Step #1: Bonded Title Required Documentation

We started off by getting all of the requirement paperwork together. There are some additional forms in the upcoming steps.

Bill OF Sale – A document signed by you and the seller outlining the vehicle purchased, the amount purchased for and the parties involved.

MV-1 Application For Title/Tag – A title/tag application we had to fill out to go with our paperwork.

NMVTIS VIN Check – A report from the national database on vehicles showing the vehicle wasn’t stolen and didn’t have an outstanding lien.

Overall these forms were not difficult to fill out. The NMVTIS does cost ~$15. You can get a list of qualifying websites via the state. We followed the suggestion on the blog and used clearvin.com.

Step #2: Bonded Title Surety Bond

Next we needed to get a Surety Bond. This is a required step.

Your Surety Bond must be for twice the value of the vehicle, as determined by the state of Georgia, but not less than $5,000.

Getting the bond itself was pretty easy. Most insurance brokers in Georgia can help you get one. We actually found one via an online services. As we note above though, just make sure you get a company that is authorized in Georgia and will give you the correct paperwork in the correct amount. The bond company did not know the value, we had to get it for ourselves. We also are were entirely on the hook if the bond amount was incorrect or too low.

We got two additional forms which we had review. For the MV-46A we needed to fill it out and swear to why we couldn’t obtain a title any other way. We also had to get this form notarized.

MV-46 Certificate Of Title Bond – came signed and notarized by the bond company. We need to sign this form.

MV-46A Certificate Of Title Bond Application – we had to fill this out, sign it and have it notarized.

With our Project E36 the value came back at $1,800. Double it was $3,600. Since we were below the state minimum of $5,000, we got a bond for $5,000. It cost us right $100 and we had the paperwork in our hand in under 2 business days.

▶ **DATA EXTRACT**

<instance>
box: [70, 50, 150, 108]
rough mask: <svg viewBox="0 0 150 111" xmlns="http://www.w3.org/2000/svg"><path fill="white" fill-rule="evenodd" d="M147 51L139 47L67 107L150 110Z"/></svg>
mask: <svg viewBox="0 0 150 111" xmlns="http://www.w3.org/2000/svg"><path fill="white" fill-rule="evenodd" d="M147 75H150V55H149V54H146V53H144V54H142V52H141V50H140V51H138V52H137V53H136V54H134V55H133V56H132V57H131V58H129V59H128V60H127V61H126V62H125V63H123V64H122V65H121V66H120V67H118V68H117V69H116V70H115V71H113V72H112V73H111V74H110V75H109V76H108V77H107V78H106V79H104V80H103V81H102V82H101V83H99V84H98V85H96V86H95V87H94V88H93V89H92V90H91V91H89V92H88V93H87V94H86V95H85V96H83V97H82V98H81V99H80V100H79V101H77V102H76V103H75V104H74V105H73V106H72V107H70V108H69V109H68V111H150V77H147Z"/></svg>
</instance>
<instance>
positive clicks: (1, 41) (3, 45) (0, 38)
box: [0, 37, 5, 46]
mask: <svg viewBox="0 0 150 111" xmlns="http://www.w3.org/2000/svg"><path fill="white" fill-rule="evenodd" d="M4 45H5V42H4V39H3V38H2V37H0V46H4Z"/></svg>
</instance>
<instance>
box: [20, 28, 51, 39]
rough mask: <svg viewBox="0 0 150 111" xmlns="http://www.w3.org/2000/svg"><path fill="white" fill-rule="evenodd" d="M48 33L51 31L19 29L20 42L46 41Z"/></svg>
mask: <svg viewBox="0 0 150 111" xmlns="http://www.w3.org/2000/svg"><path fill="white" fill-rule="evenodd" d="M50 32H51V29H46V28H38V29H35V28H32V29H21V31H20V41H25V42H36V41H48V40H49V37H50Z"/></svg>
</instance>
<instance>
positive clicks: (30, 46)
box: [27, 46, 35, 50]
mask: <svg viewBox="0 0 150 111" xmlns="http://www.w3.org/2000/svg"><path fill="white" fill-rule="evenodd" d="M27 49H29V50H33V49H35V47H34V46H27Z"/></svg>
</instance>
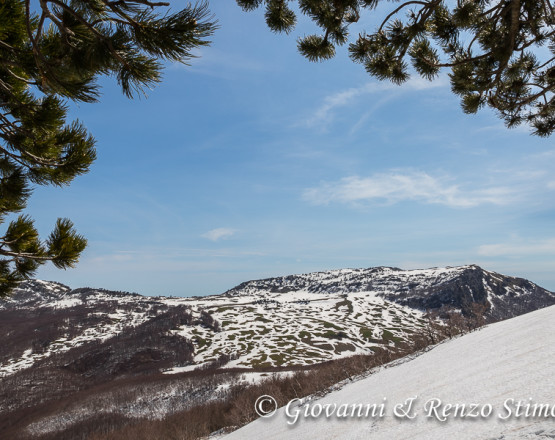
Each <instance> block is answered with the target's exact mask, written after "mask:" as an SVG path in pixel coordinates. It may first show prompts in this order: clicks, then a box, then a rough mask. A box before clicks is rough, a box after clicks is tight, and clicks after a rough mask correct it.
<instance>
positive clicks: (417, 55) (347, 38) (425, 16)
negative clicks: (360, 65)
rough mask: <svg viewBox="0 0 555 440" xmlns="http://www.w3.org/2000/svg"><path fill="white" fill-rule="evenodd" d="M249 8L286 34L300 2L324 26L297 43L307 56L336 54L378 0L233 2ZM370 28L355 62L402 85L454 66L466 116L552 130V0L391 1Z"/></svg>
mask: <svg viewBox="0 0 555 440" xmlns="http://www.w3.org/2000/svg"><path fill="white" fill-rule="evenodd" d="M236 1H237V3H238V4H239V6H241V7H242V8H243V9H244V10H246V11H249V10H253V9H256V8H258V7H260V6H264V7H265V8H266V14H265V15H266V22H267V24H268V26H269V28H270V29H271V30H272V31H274V32H286V33H289V32H291V31H292V30H293V28H294V26H295V23H296V13H295V12H294V11H293V9H291V8H290V7H289V4H288V3H298V11H297V14H298V13H301V14H304V15H306V16H308V17H310V19H312V21H313V22H314V23H315V24H316V25H317V26H318V27H319V28H320V29H321V32H322V33H321V34H320V35H308V36H305V37H303V38H300V39H299V40H298V42H297V44H298V50H299V52H300V53H301V54H302V55H304V56H305V57H306V58H308V59H309V60H310V61H323V60H326V59H328V58H331V57H333V56H334V55H335V48H336V46H340V45H343V44H345V43H346V42H347V40H348V27H349V25H350V24H351V23H354V22H358V21H359V19H360V17H361V14H362V13H363V12H365V10H366V11H371V10H374V9H375V8H376V7H377V6H378V5H379V4H380V0H297V1H296V2H293V1H292V0H291V1H290V2H288V1H287V0H236ZM392 5H393V6H392V7H391V10H390V12H389V13H388V14H387V15H386V16H385V17H384V18H383V20H382V21H381V24H380V25H379V26H378V27H377V29H375V30H374V32H373V33H369V34H366V33H364V34H360V35H359V36H358V38H357V39H356V41H353V42H351V43H350V44H349V53H350V56H351V59H352V60H353V61H354V62H357V63H360V64H362V65H363V66H364V67H365V69H366V71H367V72H368V73H369V74H370V75H373V76H375V77H377V78H379V79H380V80H385V79H387V80H390V81H392V82H394V83H396V84H401V83H403V82H405V81H407V80H408V79H409V78H410V73H409V67H410V66H412V68H413V69H414V71H416V72H417V73H418V74H419V75H421V76H422V77H423V78H426V79H428V80H433V79H434V78H436V77H437V76H438V74H439V72H440V70H441V69H442V68H448V69H449V70H450V72H449V77H450V80H451V89H452V91H453V93H455V94H457V95H459V96H460V98H461V106H462V109H463V111H464V112H466V113H476V112H477V111H478V110H479V109H480V108H482V107H484V106H489V107H491V108H492V109H494V111H496V112H497V114H498V116H499V117H500V118H501V119H503V120H504V122H505V124H506V125H507V126H508V127H514V126H516V125H519V124H521V123H524V124H528V125H529V126H530V127H531V128H532V132H533V134H535V135H538V136H549V135H551V134H552V133H553V130H555V101H554V97H553V95H554V93H553V92H554V90H555V8H554V6H553V5H552V2H551V1H550V0H456V1H455V0H408V1H401V2H400V3H394V2H392Z"/></svg>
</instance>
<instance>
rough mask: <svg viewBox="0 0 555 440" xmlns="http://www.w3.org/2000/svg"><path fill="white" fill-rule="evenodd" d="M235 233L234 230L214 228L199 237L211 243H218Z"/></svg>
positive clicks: (234, 233)
mask: <svg viewBox="0 0 555 440" xmlns="http://www.w3.org/2000/svg"><path fill="white" fill-rule="evenodd" d="M235 232H237V231H236V230H235V229H230V228H216V229H212V230H210V231H208V232H206V233H204V234H202V235H201V237H204V238H207V239H208V240H211V241H218V240H222V239H226V238H229V237H231V236H232V235H233V234H235Z"/></svg>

▶ **DIRECTIONS FOR THIS TASK**
Continue the Georgia bonded title walkthrough, starting right after its final sentence about the $5,000 bond.

▶ **TASK ANSWER**
You can call the state at 1-855-406-5221 to get the exact amount needed, which we highly recommend. If you get it wrong, you have to start over with a new bond and they do not offer refunds.

Step #3: Insurance

We do plan to drive our car on the street, at least to get to and from the track. While we trailer our existing endurance race car, it’s certainly a lot more work. Most insurance companies will cover a newly purchased vehicle for up to 30 days automatically.

Thankfully the folks over at Shift Brokers found us a great deal on insurance our street driven track car. It was actually fraction of the price of just getting liability only from our regular insurance company.

Step #4: Inspection

A sworn law enforcement officer in the state of Georgia had to check to ensure the VIN numbers on the vehicle match the paperwork provided. They will also did a state level stolen vehicle check. They filled out the relevant fields on a form called a T-22B.

  • T-22B Certificate Of Inspection – A form certified the VIN of the vehicle and signed off by a law enforcement officer.

In our case we had to take our car to the police department for inspection. In other municipalities they came to us. You’ll want to call your local law enforcement agency to determine what they require. Process was relatively painless. In our case, turned out the officer was a motorcycle guy and was intrigued by our plan to turn it into a track training car.

Getting Our Bonded Title

That was it. We made sure we had all of our paperwork and then headed down to the DMV. With inspection, bond and insurance in hand – as well as the other couple of forms we get our license plate within an hour of arriving at the DMV.

Overall we’d say the process isn’t one we’d take likely, particularly given the risks of buying a stolen car or one with a lien where we could be out money. Still, given we got the car from a reliable source the process was worth it. We placed the difficulty at moderate – it took a fair bit of time to get everything together, but wasn’t a difficult process.

What’s Next For Our Training Car

Up next is to get our car running right. This will include fixing a few known mechanical issues and changing all of the fluids and maintenance parts. From there, we’re going to start our track upgrades. Our focus will be on suspension, brakes and safety. While we plan to eventually add some power, our goal here isn’t speed.